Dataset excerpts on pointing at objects
________________________________________
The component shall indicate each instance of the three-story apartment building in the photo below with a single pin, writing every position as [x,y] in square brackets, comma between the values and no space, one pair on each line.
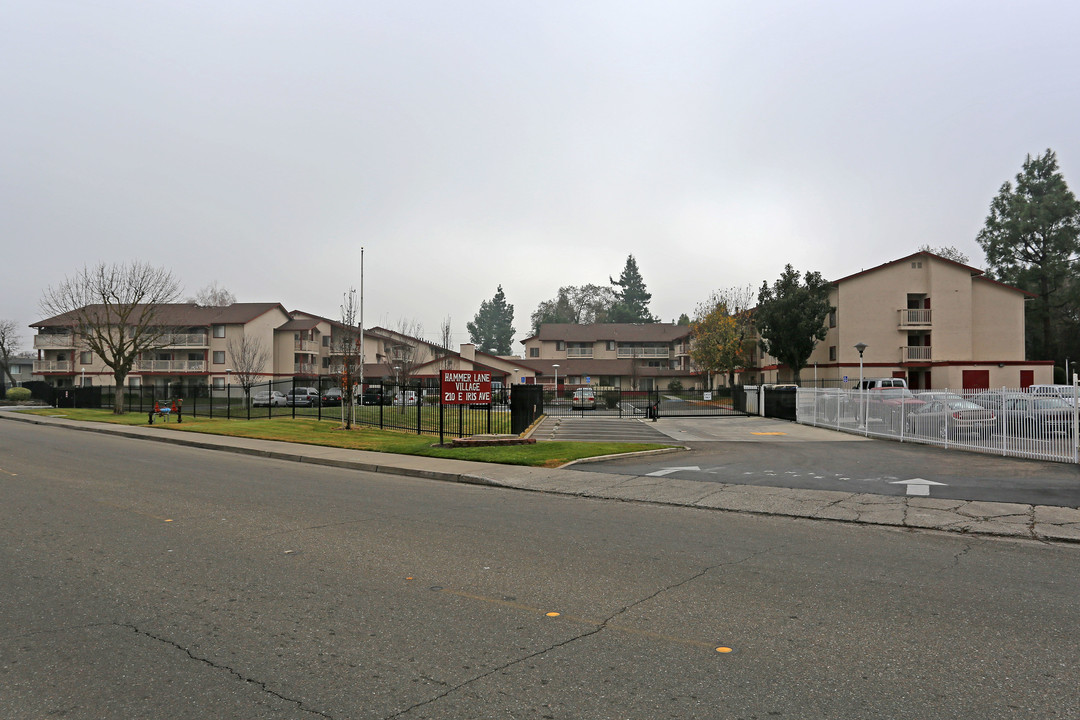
[929,320]
[625,355]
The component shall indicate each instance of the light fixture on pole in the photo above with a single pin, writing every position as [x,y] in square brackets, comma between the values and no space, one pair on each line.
[861,347]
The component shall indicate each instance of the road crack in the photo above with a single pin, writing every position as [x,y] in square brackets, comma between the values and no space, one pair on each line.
[599,627]
[218,666]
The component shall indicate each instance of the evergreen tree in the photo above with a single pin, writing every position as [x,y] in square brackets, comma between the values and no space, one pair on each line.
[1031,240]
[791,316]
[493,327]
[631,298]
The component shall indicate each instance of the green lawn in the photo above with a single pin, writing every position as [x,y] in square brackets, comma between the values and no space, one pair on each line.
[329,433]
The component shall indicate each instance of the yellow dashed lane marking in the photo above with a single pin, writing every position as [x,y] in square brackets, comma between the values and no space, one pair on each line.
[584,621]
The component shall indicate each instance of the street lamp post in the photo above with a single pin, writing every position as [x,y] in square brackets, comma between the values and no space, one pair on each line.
[861,347]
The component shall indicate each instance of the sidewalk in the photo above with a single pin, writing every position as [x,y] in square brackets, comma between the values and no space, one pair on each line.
[1043,522]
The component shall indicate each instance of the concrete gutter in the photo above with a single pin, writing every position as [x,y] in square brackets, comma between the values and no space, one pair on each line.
[1041,522]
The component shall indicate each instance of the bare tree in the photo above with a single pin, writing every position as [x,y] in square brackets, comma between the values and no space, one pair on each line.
[213,296]
[116,310]
[445,339]
[346,342]
[248,357]
[405,353]
[9,338]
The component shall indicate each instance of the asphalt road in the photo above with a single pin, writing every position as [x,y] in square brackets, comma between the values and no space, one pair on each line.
[780,453]
[140,580]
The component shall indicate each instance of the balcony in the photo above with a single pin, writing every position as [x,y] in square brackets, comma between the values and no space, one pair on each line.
[53,340]
[185,340]
[171,366]
[53,366]
[644,353]
[915,353]
[914,317]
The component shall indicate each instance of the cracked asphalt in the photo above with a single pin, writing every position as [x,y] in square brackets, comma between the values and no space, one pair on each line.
[153,580]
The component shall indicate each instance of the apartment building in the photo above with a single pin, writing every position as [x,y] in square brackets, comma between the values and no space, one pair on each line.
[929,320]
[194,348]
[625,355]
[198,348]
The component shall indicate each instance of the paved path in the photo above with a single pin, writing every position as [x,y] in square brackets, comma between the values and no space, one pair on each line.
[1042,522]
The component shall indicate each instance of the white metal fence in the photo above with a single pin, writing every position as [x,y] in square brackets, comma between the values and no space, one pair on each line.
[1004,421]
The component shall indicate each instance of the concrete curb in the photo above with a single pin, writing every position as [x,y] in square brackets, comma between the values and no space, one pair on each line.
[1040,522]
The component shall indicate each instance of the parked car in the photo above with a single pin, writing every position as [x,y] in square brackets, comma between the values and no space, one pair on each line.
[406,397]
[265,398]
[302,397]
[375,396]
[950,417]
[1067,393]
[1029,416]
[583,397]
[889,404]
[876,383]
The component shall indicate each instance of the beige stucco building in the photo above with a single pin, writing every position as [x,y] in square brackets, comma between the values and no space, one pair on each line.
[624,355]
[932,321]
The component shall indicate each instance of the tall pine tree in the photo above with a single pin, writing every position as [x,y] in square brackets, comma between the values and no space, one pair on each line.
[631,298]
[1031,240]
[493,327]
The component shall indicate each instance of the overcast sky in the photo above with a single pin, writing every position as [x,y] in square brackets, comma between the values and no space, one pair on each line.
[532,145]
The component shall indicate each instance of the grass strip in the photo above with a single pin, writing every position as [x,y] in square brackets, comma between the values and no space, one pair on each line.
[328,433]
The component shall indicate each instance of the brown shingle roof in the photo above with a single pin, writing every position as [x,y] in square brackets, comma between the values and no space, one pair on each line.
[618,331]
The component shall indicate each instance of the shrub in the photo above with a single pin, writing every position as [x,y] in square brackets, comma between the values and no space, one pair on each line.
[18,394]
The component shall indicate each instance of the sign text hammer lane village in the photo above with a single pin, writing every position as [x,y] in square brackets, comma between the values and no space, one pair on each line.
[466,386]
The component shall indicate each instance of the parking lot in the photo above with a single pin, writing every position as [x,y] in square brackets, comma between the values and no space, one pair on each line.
[761,451]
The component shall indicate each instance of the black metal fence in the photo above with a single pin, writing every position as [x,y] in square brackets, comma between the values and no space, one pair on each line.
[387,406]
[584,401]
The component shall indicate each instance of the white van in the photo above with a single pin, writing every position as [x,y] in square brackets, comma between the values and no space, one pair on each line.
[1067,393]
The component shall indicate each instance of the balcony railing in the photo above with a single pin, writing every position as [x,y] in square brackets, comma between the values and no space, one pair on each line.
[185,340]
[53,366]
[171,366]
[644,352]
[914,316]
[57,340]
[915,354]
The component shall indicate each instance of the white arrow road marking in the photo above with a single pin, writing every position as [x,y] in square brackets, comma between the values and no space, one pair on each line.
[917,486]
[669,471]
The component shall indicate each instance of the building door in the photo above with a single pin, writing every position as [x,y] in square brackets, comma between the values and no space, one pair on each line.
________________________________________
**What is expected**
Revise the listing above by replacing "single pin" with "single point" throughout, leaving everything else unchanged. Omit the pictures from your answer.

**Problem solution**
The component shall indicate each instance of the three-story apartment building in the photo below with a single point, writing every position as [x,y] in square brackets, comma between the values and no space, one pair on each line.
[929,320]
[625,355]
The component shall indicate each instance of the light fixture on pole in the photo above with a single point, writing every position as [x,y] in square brackets, comma between the values and no space, one pair on each line.
[861,347]
The component shall indicate each instance of the road crack in the photo above with a single point, writing every position as [x,y] in square brackets, comma between the values and no space, one pair on each line.
[599,627]
[218,666]
The component shall indicate each instance of the evergreen tree in the photo above with a single point, writing every position as [x,y] in square brackets, comma between the values and no space, one pair on each line.
[1031,240]
[791,316]
[493,327]
[631,298]
The component shall indicate each instance of the green lawn in the photo above with a single point, writing every position as [x,y] in square brackets, comma between the values and no space, one pair on each line.
[329,433]
The component shall indicate each instance of the yellow dashed lane marking in the photo above with a single point, writing every position as [x,y] in square brackets, comma between the values and no space, one pair on each line.
[584,621]
The component shall indicate each instance of the street lamp post in the photo above with a single point, writing every position as [x,y] in square brackets, comma between the values and no space, one pair on each line.
[861,347]
The component shall indicate each instance of the sidewalk in the photo above with a single point, writing every position as [x,y] in square brackets, comma between the values and no space, one pair on each line.
[1043,522]
The component shall indicate each instance of the concrete gutter in the photo above with a single point, writing every position as [x,y] in square brackets, comma between the values and no space, one pair on each line.
[1041,522]
The component shall indicate each instance of the bare tree in the photo above with a single point, writing every position as [x,y] in square brackets, comma between the values and no space, one pair on each line.
[213,296]
[116,310]
[445,339]
[346,342]
[248,357]
[405,353]
[9,338]
The component shall indicate each instance of the asphalt road in the photo above with a single point, writing every position as [x,y] in square brackets, comma between the values and no space, one pair on each line.
[780,453]
[140,580]
The component shall indicate each instance of the balcony in the photo above with a single point, writing every position as [x,y] in square brackets, comma between the values and no space, one pair on each line.
[53,340]
[185,340]
[171,366]
[53,366]
[644,353]
[915,353]
[914,317]
The component shall indicate each instance of the cracked asphalt in the photo above with a single point, writing every position as [x,y] in square brackets, comma between the values and no space, one pair on each line.
[153,580]
The component shall indicate each instance of the apartment building in the photo above with a single point, writing every position as [x,y] in square brackets, comma between the values and no space, one pair on each line.
[929,320]
[194,348]
[625,355]
[198,348]
The component shall indicate each instance of the paved path in the photo above with a single point, writing every position as [x,y] in square brackets, comma between the values and no space, one pair on each line.
[1042,522]
The component shall indicate each instance of the white metal fence in the photo above with a single point, writing every position as [x,y] in square brackets, comma between the values and no space, one pair on each line.
[1004,421]
The component shall indicate each instance of the concrete curb in the photo above with a single point, writing every position as [x,y] in square brackets, comma between the values and no space, one pair on each line.
[1040,522]
The component shall indicate each instance of the parked car in the photo above with a single point, writing every position as [x,y] in square brackets, comma between the values and no space, one pair on each line.
[406,397]
[265,398]
[302,397]
[375,396]
[950,417]
[1067,393]
[1029,416]
[583,397]
[889,404]
[876,383]
The component shall indicate each instance of the beige stucco building in the photo above with a single point, writing every position as [x,y] in square brackets, comma between the values and no space, one pair on each line.
[624,355]
[932,321]
The component shall indicate each instance of the tall pine tree in the photo above with a single point, writing every position as [x,y] in square brackets, comma between the values and no space, one pair on each line.
[631,298]
[1031,240]
[493,327]
The component shall indicate each instance of the overcast sky in the photo above with a single point, writing every position as [x,y] in square brackets, comma between the values and no space, one pair on each line.
[532,145]
The component shall indicate each instance of the grass strip in the photo above with a single point, writing every position as [x,y] in square brackets, comma between the values and no space, one pair on each line.
[328,433]
The component shall indicate each instance of the brown shingle roof in the photo above with a single point, writing every position as [x,y] in square brackets, comma between the values and no space, one pair on each line.
[618,331]
The component shall indicate each instance of the shrub in the photo above with a single point, writing every position as [x,y] in square brackets, comma between the values and no space, one pair on each line.
[18,394]
The component shall indicate each instance of the sign text hammer lane village in the photo above with a single point, writing every position as [x,y] in square brackets, comma between the values and no space, one pair on each line.
[466,386]
The component shall indicate each instance of the parking lot in the photo above with a single point, writing every position as [x,y] in square brackets, comma between the values and no space, one pair on each line.
[761,451]
The component shall indicate each instance of the black metal fence in the photo above with a single point, writing every position as [x,y] in square brackets, comma between the values and no space, one pair on each line.
[387,406]
[584,401]
The component shall indicate each instance of the white van in the photo above with a single point, writing every position as [x,y] in square brackets, comma between the values and no space, one pair on each line.
[1067,393]
The component shall indicate each instance of the balcony railing in the photo above with a single point, writing every position as [x,y] in square brackets, comma between the values and no space, one pair on each line.
[185,340]
[53,366]
[171,366]
[644,352]
[914,316]
[57,340]
[915,354]
The component shall indicate each instance of the white arrow road marking in the photo above with a single point, writing every position as [x,y] in square brackets, comma between the values and no space, one pair on each line.
[917,486]
[669,471]
The component shall indicate each instance of the building door in the photo above with a single point, writing every position as [x,y] in square brackets, comma between the values and no space, one pair on each line.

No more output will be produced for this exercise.